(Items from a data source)

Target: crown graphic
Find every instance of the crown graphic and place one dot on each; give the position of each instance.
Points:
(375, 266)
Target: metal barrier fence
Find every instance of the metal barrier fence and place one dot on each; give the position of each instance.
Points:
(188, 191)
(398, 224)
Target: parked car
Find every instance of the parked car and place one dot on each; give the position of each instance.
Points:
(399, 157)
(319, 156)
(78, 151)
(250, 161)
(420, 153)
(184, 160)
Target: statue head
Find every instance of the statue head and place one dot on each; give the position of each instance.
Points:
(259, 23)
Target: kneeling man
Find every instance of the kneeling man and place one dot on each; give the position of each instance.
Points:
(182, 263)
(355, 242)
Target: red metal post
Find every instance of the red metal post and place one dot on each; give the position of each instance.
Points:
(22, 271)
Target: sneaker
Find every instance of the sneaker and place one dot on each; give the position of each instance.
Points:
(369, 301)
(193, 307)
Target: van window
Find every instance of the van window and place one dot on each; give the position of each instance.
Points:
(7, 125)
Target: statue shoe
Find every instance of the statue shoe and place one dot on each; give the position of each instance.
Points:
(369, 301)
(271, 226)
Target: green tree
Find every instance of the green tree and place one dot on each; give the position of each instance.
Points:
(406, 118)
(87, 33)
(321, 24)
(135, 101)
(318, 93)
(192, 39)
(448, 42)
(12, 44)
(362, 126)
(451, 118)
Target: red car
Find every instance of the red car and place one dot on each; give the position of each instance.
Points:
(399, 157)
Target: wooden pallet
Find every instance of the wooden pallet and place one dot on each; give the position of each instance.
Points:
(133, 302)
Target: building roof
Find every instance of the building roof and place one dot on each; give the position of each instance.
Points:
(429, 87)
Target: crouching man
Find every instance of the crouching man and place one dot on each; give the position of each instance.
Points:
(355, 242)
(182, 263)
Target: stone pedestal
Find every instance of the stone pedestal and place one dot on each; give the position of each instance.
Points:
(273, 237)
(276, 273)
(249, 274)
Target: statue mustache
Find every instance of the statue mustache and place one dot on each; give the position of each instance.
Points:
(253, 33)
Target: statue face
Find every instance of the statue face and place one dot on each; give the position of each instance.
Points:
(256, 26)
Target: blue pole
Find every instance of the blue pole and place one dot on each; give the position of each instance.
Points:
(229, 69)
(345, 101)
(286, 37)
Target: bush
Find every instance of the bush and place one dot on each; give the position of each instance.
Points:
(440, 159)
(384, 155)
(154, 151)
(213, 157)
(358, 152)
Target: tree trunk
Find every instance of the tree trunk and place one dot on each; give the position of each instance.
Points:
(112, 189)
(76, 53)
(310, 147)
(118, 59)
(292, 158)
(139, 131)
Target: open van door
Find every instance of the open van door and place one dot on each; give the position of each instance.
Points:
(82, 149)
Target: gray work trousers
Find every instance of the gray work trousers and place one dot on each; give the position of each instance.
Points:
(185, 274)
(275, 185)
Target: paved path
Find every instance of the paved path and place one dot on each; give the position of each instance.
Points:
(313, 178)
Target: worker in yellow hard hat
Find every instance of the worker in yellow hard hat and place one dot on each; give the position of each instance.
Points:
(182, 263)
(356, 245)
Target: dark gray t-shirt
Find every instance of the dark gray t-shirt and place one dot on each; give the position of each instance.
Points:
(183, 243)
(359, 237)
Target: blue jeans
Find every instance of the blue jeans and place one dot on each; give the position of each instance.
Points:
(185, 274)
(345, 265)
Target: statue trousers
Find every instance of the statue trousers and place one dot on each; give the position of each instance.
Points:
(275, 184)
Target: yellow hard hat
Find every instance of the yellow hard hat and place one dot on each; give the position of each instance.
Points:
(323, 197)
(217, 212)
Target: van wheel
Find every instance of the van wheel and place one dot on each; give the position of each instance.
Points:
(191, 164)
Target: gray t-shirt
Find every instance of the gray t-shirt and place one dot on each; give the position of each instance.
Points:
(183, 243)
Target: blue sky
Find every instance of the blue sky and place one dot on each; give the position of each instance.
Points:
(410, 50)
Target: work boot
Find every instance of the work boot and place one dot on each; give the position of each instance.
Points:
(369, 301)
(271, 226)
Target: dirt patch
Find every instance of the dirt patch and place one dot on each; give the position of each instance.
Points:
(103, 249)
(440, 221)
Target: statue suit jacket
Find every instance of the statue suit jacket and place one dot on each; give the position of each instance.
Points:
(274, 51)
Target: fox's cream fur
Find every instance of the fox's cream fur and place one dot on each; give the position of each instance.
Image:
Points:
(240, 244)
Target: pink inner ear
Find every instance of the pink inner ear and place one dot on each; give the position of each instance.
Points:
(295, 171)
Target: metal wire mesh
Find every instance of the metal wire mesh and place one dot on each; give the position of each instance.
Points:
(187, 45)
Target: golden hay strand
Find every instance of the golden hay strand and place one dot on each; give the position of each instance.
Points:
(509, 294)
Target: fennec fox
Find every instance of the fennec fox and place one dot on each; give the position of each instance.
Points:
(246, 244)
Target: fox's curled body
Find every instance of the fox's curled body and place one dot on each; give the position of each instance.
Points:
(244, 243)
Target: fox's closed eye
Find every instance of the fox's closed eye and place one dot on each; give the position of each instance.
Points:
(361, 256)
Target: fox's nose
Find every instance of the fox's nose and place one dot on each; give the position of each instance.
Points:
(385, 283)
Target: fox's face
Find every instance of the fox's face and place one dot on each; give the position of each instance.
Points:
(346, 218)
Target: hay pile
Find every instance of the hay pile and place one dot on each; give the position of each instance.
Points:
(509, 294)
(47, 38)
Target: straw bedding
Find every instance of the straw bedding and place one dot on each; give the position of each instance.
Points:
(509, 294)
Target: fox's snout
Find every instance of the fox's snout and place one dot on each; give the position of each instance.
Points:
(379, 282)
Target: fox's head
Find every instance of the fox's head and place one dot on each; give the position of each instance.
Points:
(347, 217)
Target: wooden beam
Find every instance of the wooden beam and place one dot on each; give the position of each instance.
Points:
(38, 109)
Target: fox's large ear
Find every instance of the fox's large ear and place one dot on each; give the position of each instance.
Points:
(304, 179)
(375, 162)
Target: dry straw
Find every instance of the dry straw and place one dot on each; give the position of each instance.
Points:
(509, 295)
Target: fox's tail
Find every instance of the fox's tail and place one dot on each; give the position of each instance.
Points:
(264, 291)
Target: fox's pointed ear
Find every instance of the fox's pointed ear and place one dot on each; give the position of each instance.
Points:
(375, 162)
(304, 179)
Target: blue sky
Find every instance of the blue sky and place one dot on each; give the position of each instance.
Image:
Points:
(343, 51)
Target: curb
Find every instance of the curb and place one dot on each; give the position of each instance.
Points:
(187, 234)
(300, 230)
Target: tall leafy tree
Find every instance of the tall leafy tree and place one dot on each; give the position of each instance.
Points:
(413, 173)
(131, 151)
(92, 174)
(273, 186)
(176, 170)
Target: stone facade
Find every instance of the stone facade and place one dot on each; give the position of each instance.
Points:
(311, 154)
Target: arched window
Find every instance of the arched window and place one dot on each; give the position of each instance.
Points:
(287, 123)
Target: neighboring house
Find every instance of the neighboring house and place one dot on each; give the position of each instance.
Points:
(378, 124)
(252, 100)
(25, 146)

# BRIEF
The records above are to be reproduced exactly, with nothing left out.

# ANSWER TO THE EXERCISE
Target: crown graphic
Find every instance of the crown graphic and place one dot on each; give the position of each instance.
Points:
(375, 266)
Target: metal barrier fence
Find every instance of the metal barrier fence and place one dot on each; give the position of each instance.
Points:
(188, 191)
(398, 224)
Target: parked car
Find every instance of the parked car and place one dot on each; give the position of each instance.
Points:
(399, 157)
(319, 156)
(78, 151)
(250, 161)
(420, 153)
(184, 160)
Target: statue head
Find every instance of the statue head and place one dot on each; give the position of each instance.
Points:
(259, 23)
Target: kneeling man
Find every instance of the kneeling man and place one dot on each; give the position of each instance.
Points:
(182, 263)
(355, 242)
Target: red metal post
Find every instance of the red metal post and place one dot on each; give the position of each instance.
Points:
(22, 271)
Target: sneaker
Find every instance of the sneaker and place one dot on each; give the position of each instance.
Points:
(369, 301)
(193, 307)
Target: van window
Find every instance of the van window and place one dot on each; give the position of each instance.
Points:
(7, 125)
Target: statue shoe
Find every instance of the statue shoe and place one dot on each; give the position of each instance.
Points:
(369, 301)
(271, 226)
Target: green tree
Find every instance of the green tree and place one dot on each; give the position of each instance.
Points:
(406, 118)
(87, 33)
(321, 24)
(135, 101)
(318, 93)
(192, 39)
(448, 42)
(12, 44)
(362, 126)
(451, 118)
Target: red car
Find every instance of the red car and place one dot on each; give the position of each instance.
Points:
(399, 157)
Target: wooden pallet
Find every instance of the wooden pallet and place one dot on each; give the position of each instance.
Points:
(133, 302)
Target: building roof
Find every instance of the building roof and place one dot on each; give the position of each instance.
Points:
(429, 87)
Target: crouching man
Find every instance of the crouching man and place one dot on each; give the position of each instance.
Points:
(355, 242)
(182, 263)
Target: stone pedestal
Find every instance of the stone pedestal and place one dot on each; give the position of each instance.
Points:
(273, 237)
(276, 273)
(249, 274)
Target: statue mustache
Find every instance of the statue mustache and place one dot on each; give the position of each instance.
Points:
(253, 33)
Target: statue face
Find every instance of the statue face and place one dot on each; give the position of each instance.
Points:
(256, 26)
Target: blue pole
Find every instance of the blue pole and place one dot on each; give the position of each instance.
Points:
(229, 69)
(345, 101)
(286, 37)
Target: bush
Find every instance of the bush and place one dot on each; give the position of each instance.
Points:
(440, 159)
(384, 155)
(154, 151)
(213, 157)
(358, 152)
Target: tree trunk
Find every instance of the tree trunk and place one dot on each; give the position of each instance.
Points:
(112, 189)
(76, 53)
(310, 147)
(118, 59)
(292, 158)
(139, 131)
Target: open van door
Find every instance of the open van door and place one dot on each; give the position of each instance.
Points:
(82, 149)
Target: gray work trousers
Find every instance of the gray work trousers and place one dot on each; give the position of each instance.
Points:
(185, 274)
(275, 185)
Target: paved path
Find every instance of the paved path and place one dot on each; give the position of each instance.
Points:
(313, 178)
Target: worker in yellow hard hat
Find every instance of the worker in yellow hard hat and place one dot on each; give the position of each instance.
Points:
(182, 263)
(356, 245)
Target: dark gray t-shirt
Find every instance of the dark gray t-shirt and place one dot on each; give the position of each instance.
Points:
(183, 243)
(359, 237)
Target: blue jeans
Find every instance of the blue jeans and place one dot on each; give the position of each instance.
Points:
(185, 274)
(345, 265)
Target: statue trousers
Find every instance of the statue trousers and place one dot on each; give the position of each instance.
Points:
(275, 184)
Target: yellow hard hat
Find every instance of the yellow hard hat and place one dot on each; give the position of each instance.
Points:
(323, 197)
(217, 212)
Target: van wheel
Find every instance of the van wheel and place one dot on each; give the position of each instance.
Points:
(191, 164)
Target: gray t-shirt
Find every instance of the gray t-shirt and place one dot on each; give the position of each instance.
Points:
(183, 243)
Target: blue sky
Find every instance of the blue sky and place one dot on each; give the position of each instance.
Points:
(410, 50)
Target: work boot
Find every instance of the work boot and place one dot on each; give the position of each instance.
Points:
(369, 301)
(271, 226)
Target: dirt patch
Find every instance of the dirt patch and place one dot on each; give the position of each instance.
Points:
(103, 249)
(440, 221)
Target: statue suit jacket
Find every instance of the statue suit jacket and place one dot on each; give the position of each instance.
Points:
(274, 51)
Target: fox's cream fur
Find every instance of the fox's cream fur and place one dot on each; give the position of each instance.
Image:
Points:
(240, 244)
Target: pink inner ear
Find every instance of the pink inner ear and place one dot on each; give the position of each instance.
Points:
(295, 171)
Target: metal wire mesh
Find every instance of the metal wire mesh and place one dot on each; give the position of each instance.
Points:
(187, 45)
Target: golden hay strand
Find every instance of the golden hay strand and place one dot on each; give the position of each instance.
Points:
(509, 294)
Target: fennec fox
Find every instance of the fennec fox and place one dot on each; give the position of each instance.
Points:
(246, 244)
Target: fox's curled body
Find every instance of the fox's curled body and place one dot on each; give the position of each instance.
Points:
(244, 243)
Target: fox's closed eye
Find every instance of the fox's closed eye and place one dot on each; give the position of each instance.
Points:
(361, 256)
Target: fox's nose
Find every instance of the fox's nose and place one dot on each; give the position of each instance.
Points:
(385, 283)
Target: fox's face
Find every instance of the fox's face and place one dot on each; give the position of each instance.
Points:
(346, 218)
Target: hay pile
Find every instance of the hay pile and place one dot on each; give the position of each instance.
Points:
(509, 294)
(47, 38)
Target: straw bedding
Find every instance of the straw bedding and place one dot on each; give the position of each instance.
Points:
(509, 294)
Target: fox's snout
Find every instance of the fox's snout and place one dot on each; give the position of each instance.
Points:
(379, 282)
Target: fox's head
Find every instance of the fox's head and place one dot on each; give the position of each instance.
Points:
(347, 217)
Target: wooden beam
Find every instance of the wooden beam and place one dot on each; give the position of each instance.
Points:
(38, 109)
Target: fox's large ear
Find every instance of the fox's large ear and place one dot on each; give the position of each instance.
Points:
(304, 179)
(375, 162)
Target: dry straw
Find every instance of the dry straw and place one dot on each; give the position of each instance.
Points:
(509, 295)
Target: fox's tail
Find every instance of the fox's tail and place one dot on each; give the position of each instance.
Points:
(264, 291)
Target: fox's pointed ear
Find every instance of the fox's pointed ear and place one dot on each; give the position of each instance.
Points:
(375, 162)
(304, 179)
Target: blue sky
Find every instance of the blue sky and place one dot on each; give the position of each instance.
Image:
Points:
(343, 51)
Target: curb
Find every instance of the curb and place one dot on each; give the position of each instance.
Points:
(187, 234)
(300, 230)
Target: tall leafy tree
Find every instance of the tall leafy tree and place one dot on each; give the position of each instance.
Points:
(413, 173)
(131, 151)
(92, 174)
(273, 186)
(176, 170)
Target: stone facade
Find every instance of the stone facade and place one dot on each; give the position of each instance.
Points:
(311, 154)
Target: arched window
Find every instance of the arched window and place one dot on each; give the position of each instance.
Points:
(287, 123)
Target: neighboring house
Find every instance of the neighboring house and place one dot on each; give the position of each instance.
Points:
(378, 124)
(252, 100)
(25, 146)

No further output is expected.